_Set problem_
All of the data should be output character for character, except the pictures.

[Stored items]
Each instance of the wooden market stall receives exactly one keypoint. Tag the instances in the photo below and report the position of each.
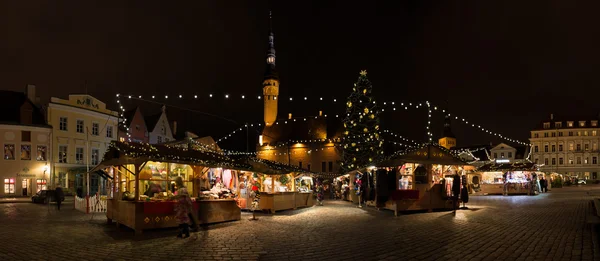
(278, 187)
(144, 175)
(519, 178)
(420, 179)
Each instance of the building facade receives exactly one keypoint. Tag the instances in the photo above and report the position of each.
(568, 147)
(159, 130)
(26, 139)
(82, 130)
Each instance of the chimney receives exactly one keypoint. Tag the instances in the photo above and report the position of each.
(30, 92)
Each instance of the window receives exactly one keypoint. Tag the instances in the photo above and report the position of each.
(41, 155)
(9, 186)
(26, 136)
(41, 184)
(25, 152)
(79, 126)
(79, 155)
(9, 151)
(95, 129)
(95, 154)
(62, 154)
(109, 131)
(63, 123)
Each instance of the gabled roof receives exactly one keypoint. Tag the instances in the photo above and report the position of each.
(10, 106)
(426, 154)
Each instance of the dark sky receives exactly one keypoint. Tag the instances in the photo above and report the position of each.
(503, 64)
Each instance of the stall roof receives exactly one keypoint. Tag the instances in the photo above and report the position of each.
(121, 153)
(517, 166)
(426, 154)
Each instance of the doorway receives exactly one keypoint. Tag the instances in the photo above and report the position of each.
(25, 187)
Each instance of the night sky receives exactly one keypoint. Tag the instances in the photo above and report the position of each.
(503, 64)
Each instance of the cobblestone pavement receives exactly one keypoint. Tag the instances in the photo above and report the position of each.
(552, 226)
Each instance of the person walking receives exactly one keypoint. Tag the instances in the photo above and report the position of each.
(59, 195)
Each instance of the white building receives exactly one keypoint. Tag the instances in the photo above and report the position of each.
(25, 136)
(159, 129)
(568, 147)
(82, 131)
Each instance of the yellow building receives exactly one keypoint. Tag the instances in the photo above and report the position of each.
(25, 137)
(448, 141)
(82, 130)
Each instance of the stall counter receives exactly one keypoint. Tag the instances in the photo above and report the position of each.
(140, 215)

_Worked answer_
Each instance of the wooden market stall receives exactly one keypoint. Tag the instances in the photo below and report the position of each.
(278, 187)
(144, 175)
(519, 178)
(420, 179)
Each instance of the building facade receives exactly one keypoint. Tag the instances in the photo above and report the position of each.
(568, 147)
(159, 130)
(26, 139)
(82, 130)
Each instance of the chimney receives exactly one keypoint. Tag the instances in the photo above and report the position of each.
(30, 92)
Each instance of the window receives exactly one keypoint. Tag the instances in the photo above and report the position of each.
(41, 155)
(9, 186)
(26, 136)
(41, 184)
(25, 152)
(79, 126)
(79, 155)
(9, 151)
(95, 129)
(95, 154)
(62, 154)
(109, 131)
(63, 123)
Each instance of the gabled roof receives exactly one keypoint. Tag the instances in the photo above and report the position of each.
(10, 106)
(426, 154)
Each instance of the dark sky receives exactly one keypoint. Tag the instances in the photo above and report the position of each.
(503, 64)
Each instance of the stall roof receives exactly one keypoint. Tag the instances in the photo above and report the position of each.
(121, 153)
(517, 166)
(426, 154)
Each instance of the doorway receives exactly one keypoint. Tag the instances in the photo above and report the position of each.
(25, 187)
Each instance of the night sky receives exactly one keypoint. Tag the instances in the photo above and report the position of each.
(503, 64)
Each instance of the cobblestone pavement receives exactly one keypoint. Tag the instances in the photo above and report the position of each.
(552, 226)
Each instance of the person walking receives exactly one keypoint. Tag the instances in the photo above and report the position of each.
(59, 195)
Each instance of the white building receives exactly one keypoint. Tag the instances in the photo above and report the position of each.
(25, 136)
(159, 129)
(568, 147)
(82, 131)
Each instance of the yellow building receives exactly one keypoint. Tag the instances in the photo above and report the position of each.
(25, 137)
(448, 141)
(82, 130)
Each instance of the stall counter receives exactly one keypoint. Tag the instances in the photo above and report the position of each.
(140, 215)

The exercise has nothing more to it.